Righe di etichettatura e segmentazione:
▶
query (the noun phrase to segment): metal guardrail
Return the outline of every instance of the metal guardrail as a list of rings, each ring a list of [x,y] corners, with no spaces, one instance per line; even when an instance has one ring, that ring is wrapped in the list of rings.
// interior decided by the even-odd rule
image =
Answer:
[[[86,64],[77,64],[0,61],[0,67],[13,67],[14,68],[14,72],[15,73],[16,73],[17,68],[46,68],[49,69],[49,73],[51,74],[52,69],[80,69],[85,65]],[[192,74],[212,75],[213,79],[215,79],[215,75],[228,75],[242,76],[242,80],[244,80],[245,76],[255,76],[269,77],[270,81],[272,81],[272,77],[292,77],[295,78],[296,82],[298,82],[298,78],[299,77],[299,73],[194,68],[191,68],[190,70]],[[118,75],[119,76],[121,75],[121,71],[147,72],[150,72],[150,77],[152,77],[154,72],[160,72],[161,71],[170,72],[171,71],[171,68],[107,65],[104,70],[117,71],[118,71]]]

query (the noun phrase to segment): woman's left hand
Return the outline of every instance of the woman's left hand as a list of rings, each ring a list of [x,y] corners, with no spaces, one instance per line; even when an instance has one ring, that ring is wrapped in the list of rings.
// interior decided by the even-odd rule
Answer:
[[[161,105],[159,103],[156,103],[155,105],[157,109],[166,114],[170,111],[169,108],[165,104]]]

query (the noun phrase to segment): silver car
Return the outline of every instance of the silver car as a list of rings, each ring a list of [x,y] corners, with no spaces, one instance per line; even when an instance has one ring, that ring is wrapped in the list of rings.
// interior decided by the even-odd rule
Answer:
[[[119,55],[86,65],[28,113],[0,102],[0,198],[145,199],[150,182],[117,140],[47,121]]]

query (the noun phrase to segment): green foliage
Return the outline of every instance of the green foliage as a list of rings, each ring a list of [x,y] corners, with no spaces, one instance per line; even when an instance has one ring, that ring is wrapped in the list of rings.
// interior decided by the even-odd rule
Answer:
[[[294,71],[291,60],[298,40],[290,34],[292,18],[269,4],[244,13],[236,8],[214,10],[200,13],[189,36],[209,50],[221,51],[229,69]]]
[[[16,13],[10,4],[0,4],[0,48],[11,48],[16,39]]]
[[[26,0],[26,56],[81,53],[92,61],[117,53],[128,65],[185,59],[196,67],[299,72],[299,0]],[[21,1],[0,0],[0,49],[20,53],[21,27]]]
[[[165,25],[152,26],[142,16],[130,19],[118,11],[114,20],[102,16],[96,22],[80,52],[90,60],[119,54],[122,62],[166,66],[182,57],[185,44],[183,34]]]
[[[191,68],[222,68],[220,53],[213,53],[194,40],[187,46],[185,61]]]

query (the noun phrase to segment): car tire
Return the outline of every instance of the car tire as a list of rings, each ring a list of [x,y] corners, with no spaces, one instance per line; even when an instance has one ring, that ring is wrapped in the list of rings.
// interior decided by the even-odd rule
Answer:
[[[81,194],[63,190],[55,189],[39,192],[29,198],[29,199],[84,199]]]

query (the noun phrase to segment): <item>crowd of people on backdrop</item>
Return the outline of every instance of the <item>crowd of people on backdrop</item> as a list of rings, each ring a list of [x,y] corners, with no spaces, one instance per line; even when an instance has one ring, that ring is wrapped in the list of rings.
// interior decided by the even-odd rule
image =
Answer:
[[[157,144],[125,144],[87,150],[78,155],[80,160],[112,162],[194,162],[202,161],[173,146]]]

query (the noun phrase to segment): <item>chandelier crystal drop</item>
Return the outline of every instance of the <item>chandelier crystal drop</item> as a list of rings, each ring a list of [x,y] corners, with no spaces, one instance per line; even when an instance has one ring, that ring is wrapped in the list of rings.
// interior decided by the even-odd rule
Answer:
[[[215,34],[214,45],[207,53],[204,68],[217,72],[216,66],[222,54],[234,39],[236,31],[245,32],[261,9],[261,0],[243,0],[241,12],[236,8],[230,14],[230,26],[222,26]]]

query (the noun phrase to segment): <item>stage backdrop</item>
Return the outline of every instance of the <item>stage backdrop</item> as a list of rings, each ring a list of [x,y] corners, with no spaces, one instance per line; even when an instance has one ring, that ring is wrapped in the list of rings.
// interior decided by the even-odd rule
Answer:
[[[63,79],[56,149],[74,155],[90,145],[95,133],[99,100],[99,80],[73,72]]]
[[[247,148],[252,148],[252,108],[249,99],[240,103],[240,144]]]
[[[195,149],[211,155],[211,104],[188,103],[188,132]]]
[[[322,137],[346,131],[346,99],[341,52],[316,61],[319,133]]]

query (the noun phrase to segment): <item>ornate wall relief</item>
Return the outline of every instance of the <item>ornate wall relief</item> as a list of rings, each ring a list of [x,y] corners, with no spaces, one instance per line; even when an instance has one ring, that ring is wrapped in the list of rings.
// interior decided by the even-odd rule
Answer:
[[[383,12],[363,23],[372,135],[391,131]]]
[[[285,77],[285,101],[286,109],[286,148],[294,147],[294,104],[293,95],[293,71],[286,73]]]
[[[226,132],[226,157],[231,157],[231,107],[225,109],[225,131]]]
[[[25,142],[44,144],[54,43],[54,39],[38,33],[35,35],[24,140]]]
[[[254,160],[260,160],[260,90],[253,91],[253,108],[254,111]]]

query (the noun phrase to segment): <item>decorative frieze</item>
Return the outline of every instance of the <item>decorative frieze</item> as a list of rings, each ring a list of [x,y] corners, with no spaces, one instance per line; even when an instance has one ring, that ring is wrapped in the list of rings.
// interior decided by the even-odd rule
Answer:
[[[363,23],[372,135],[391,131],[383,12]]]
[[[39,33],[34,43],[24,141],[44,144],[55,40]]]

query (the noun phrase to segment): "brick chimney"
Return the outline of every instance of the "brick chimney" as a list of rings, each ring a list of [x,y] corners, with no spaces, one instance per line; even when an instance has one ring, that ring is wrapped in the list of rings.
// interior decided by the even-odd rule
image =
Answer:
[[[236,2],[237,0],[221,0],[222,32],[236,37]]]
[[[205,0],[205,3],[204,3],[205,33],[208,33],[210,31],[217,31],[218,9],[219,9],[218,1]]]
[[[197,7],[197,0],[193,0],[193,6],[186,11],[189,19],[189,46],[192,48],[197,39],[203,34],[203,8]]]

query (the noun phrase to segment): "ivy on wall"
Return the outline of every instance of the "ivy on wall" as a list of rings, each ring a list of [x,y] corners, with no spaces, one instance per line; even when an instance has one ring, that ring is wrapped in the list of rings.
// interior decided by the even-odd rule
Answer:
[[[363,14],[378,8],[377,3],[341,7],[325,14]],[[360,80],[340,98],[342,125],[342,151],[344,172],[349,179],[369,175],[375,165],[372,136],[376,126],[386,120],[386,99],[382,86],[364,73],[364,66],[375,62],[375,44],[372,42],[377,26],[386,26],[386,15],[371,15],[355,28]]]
◀
Da svolgere: Trasformi tutte le righe riportate sopra in una tabella Markdown con le colonne «n» e «Riga», assegnando a ciascuna un numero progressivo e tralasciando quelle vuote.

Esercizio svolto:
| n | Riga |
|---|---|
| 1 | query (the noun phrase to segment): metal guardrail |
| 2 | Return the outline of every instance of the metal guardrail as a list of rings, each ring a list of [x,y] corners, with no spaces, one instance per line; even when an instance has one ring, that ring is wrapped in the list of rings. |
| 3 | // interior decided by the even-odd rule |
| 4 | image = |
| 5 | Answer: |
| 6 | [[[86,64],[77,64],[0,61],[0,67],[13,67],[14,68],[14,72],[15,73],[16,73],[17,68],[46,68],[49,69],[49,73],[51,74],[52,69],[80,69],[85,65]],[[192,74],[212,75],[213,79],[215,79],[215,75],[228,75],[242,76],[242,80],[244,80],[245,76],[255,76],[269,77],[270,81],[272,81],[272,77],[292,77],[295,78],[296,82],[298,82],[298,78],[299,77],[299,73],[194,68],[191,68],[190,70]],[[118,75],[119,76],[121,75],[121,71],[147,72],[150,72],[150,77],[152,77],[154,72],[160,72],[161,71],[170,72],[171,71],[171,68],[107,65],[104,70],[117,71],[118,71]]] |
| 7 | query (the noun phrase to segment): woman's left hand |
| 8 | Return the outline of every instance of the woman's left hand as a list of rings, each ring a list of [x,y] corners, with no spaces, one instance per line; even when an instance has one ring, that ring is wrapped in the list of rings. |
| 9 | // interior decided by the even-odd rule |
| 10 | Answer: |
| 11 | [[[161,105],[159,103],[156,103],[155,105],[157,109],[166,114],[170,111],[169,108],[165,104]]] |
| 12 | query (the noun phrase to segment): silver car |
| 13 | Return the outline of every instance of the silver car as a list of rings, each ring a list of [x,y] corners, with no spaces, one instance per line; even when an instance has one ring, that ring is wrapped in the list of rings. |
| 14 | // interior decided by the even-odd rule |
| 15 | Answer: |
| 16 | [[[119,55],[86,65],[28,113],[0,102],[0,198],[145,199],[150,182],[117,140],[47,121]]] |
| 17 | query (the noun phrase to segment): green foliage |
| 18 | Return the outline of every instance of the green foliage as a list of rings, each ring a list of [x,y] corners, with no spaces, one instance per line; even when an instance has one ring, that ring is wrapped in the list of rings. |
| 19 | // interior decided by the even-odd rule |
| 20 | Answer: |
| 21 | [[[294,71],[291,60],[298,40],[290,34],[292,18],[269,4],[244,13],[236,8],[214,10],[200,13],[189,36],[209,50],[221,51],[229,69]]] |
| 22 | [[[16,13],[10,4],[0,4],[0,48],[11,48],[16,39]]] |
| 23 | [[[26,0],[26,56],[81,53],[92,61],[117,53],[128,65],[185,59],[196,67],[299,72],[299,0]],[[21,1],[0,0],[0,49],[20,53],[21,27]]] |
| 24 | [[[165,25],[152,26],[142,16],[130,19],[118,11],[114,20],[102,16],[96,22],[80,52],[90,60],[119,54],[122,62],[166,66],[182,57],[185,44],[183,34]]] |
| 25 | [[[191,68],[222,68],[220,53],[213,53],[194,40],[187,46],[185,61]]] |
| 26 | query (the noun phrase to segment): car tire |
| 27 | Return the outline of every instance of the car tire as a list of rings, each ring a list of [x,y] corners, with no spaces, one instance per line; even when an instance has one ring, that ring is wrapped in the list of rings. |
| 28 | // interior decided by the even-odd rule |
| 29 | Answer: |
| 30 | [[[81,194],[63,190],[55,189],[39,192],[29,198],[29,199],[84,199]]] |
| 31 | query (the noun phrase to segment): <item>crowd of people on backdrop</item> |
| 32 | Return the outline of every instance of the <item>crowd of people on backdrop</item> as a list of rings, each ring a list of [x,y] corners, with no spaces, one instance per line; even when an instance has one ring, that ring is wrapped in the list of rings. |
| 33 | // interior decided by the even-odd rule |
| 34 | image = |
| 35 | Answer: |
| 36 | [[[157,144],[125,144],[87,150],[78,155],[80,160],[112,162],[194,162],[202,161],[173,146]]] |
| 37 | query (the noun phrase to segment): <item>chandelier crystal drop</item> |
| 38 | Return the outline of every instance of the <item>chandelier crystal drop</item> as a list of rings, each ring a list of [x,y] corners, with no spaces, one instance per line; even when an instance has one ring, that ring is wrapped in the list of rings. |
| 39 | // interior decided by the even-odd rule |
| 40 | Answer: |
| 41 | [[[215,34],[214,45],[207,53],[204,68],[217,72],[216,66],[222,54],[234,39],[236,31],[245,32],[261,9],[261,0],[243,0],[241,12],[236,8],[230,14],[230,26],[222,26]]] |
| 42 | query (the noun phrase to segment): <item>stage backdrop</item> |
| 43 | Return the outline of every instance of the <item>stage backdrop</item> as a list of rings, each ring a list of [x,y] corners, with no spaces, one instance per line; even when an instance has one ring, that ring is wrapped in the list of rings. |
| 44 | // interior decided by the even-odd rule |
| 45 | Answer: |
| 46 | [[[63,79],[56,149],[74,155],[90,145],[95,133],[99,100],[99,80],[73,72]]] |
| 47 | [[[247,148],[252,148],[252,108],[249,99],[240,103],[240,144]]] |
| 48 | [[[195,149],[211,155],[211,104],[188,103],[188,132]]] |
| 49 | [[[322,137],[346,131],[346,99],[341,52],[316,61],[319,133]]] |
| 50 | query (the noun phrase to segment): <item>ornate wall relief</item> |
| 51 | Return the outline of every instance of the <item>ornate wall relief</item> as a list of rings, each ring a list of [x,y] corners, with no spaces, one instance per line; even when an instance has one ring, that ring is wrapped in the list of rings. |
| 52 | // interior decided by the even-odd rule |
| 53 | Answer: |
| 54 | [[[383,12],[363,23],[372,135],[391,131]]] |
| 55 | [[[285,77],[285,101],[286,109],[286,148],[294,147],[294,104],[293,95],[293,71],[286,73]]] |
| 56 | [[[226,132],[226,157],[231,157],[231,107],[225,109],[225,131]]] |
| 57 | [[[25,142],[44,144],[54,43],[54,39],[38,33],[35,35],[24,140]]] |
| 58 | [[[254,160],[260,160],[260,90],[253,91],[253,108],[254,111]]] |
| 59 | query (the noun phrase to segment): <item>decorative frieze</item> |
| 60 | Return the outline of every instance of the <item>decorative frieze</item> as a list of rings, each ring a list of [x,y] corners, with no spaces, one instance per line; even when an instance has one ring, that ring is wrapped in the list of rings. |
| 61 | // interior decided by the even-odd rule |
| 62 | Answer: |
| 63 | [[[363,23],[372,135],[391,131],[383,12]]] |
| 64 | [[[39,33],[34,43],[24,141],[44,144],[55,40]]] |
| 65 | query (the noun phrase to segment): "brick chimney" |
| 66 | Return the outline of every instance of the "brick chimney" as a list of rings, each ring a list of [x,y] corners, with no spaces, one instance per line; even when an instance has one ring, that ring is wrapped in the list of rings. |
| 67 | // interior decided by the even-odd rule |
| 68 | image = |
| 69 | Answer: |
| 70 | [[[236,2],[237,0],[221,0],[222,32],[236,37]]] |
| 71 | [[[205,0],[205,3],[204,3],[205,33],[208,33],[210,31],[217,31],[218,9],[219,9],[218,1]]] |
| 72 | [[[197,7],[197,0],[193,0],[193,6],[186,11],[189,19],[189,46],[192,48],[197,39],[203,34],[203,8]]] |
| 73 | query (the noun phrase to segment): "ivy on wall" |
| 74 | Return the outline of every instance of the "ivy on wall" as a list of rings, each ring a list of [x,y] corners, with no spaces, one instance per line; even when an instance has one ring, that ring is wrapped in the list of rings. |
| 75 | // interior decided by the even-odd rule |
| 76 | Answer: |
| 77 | [[[363,14],[378,8],[377,3],[341,7],[325,14]],[[360,80],[340,98],[342,125],[342,151],[344,172],[349,179],[369,175],[375,165],[372,136],[376,126],[386,120],[386,99],[382,86],[364,73],[364,66],[375,62],[375,44],[372,42],[377,26],[386,26],[386,15],[371,15],[355,28]]] |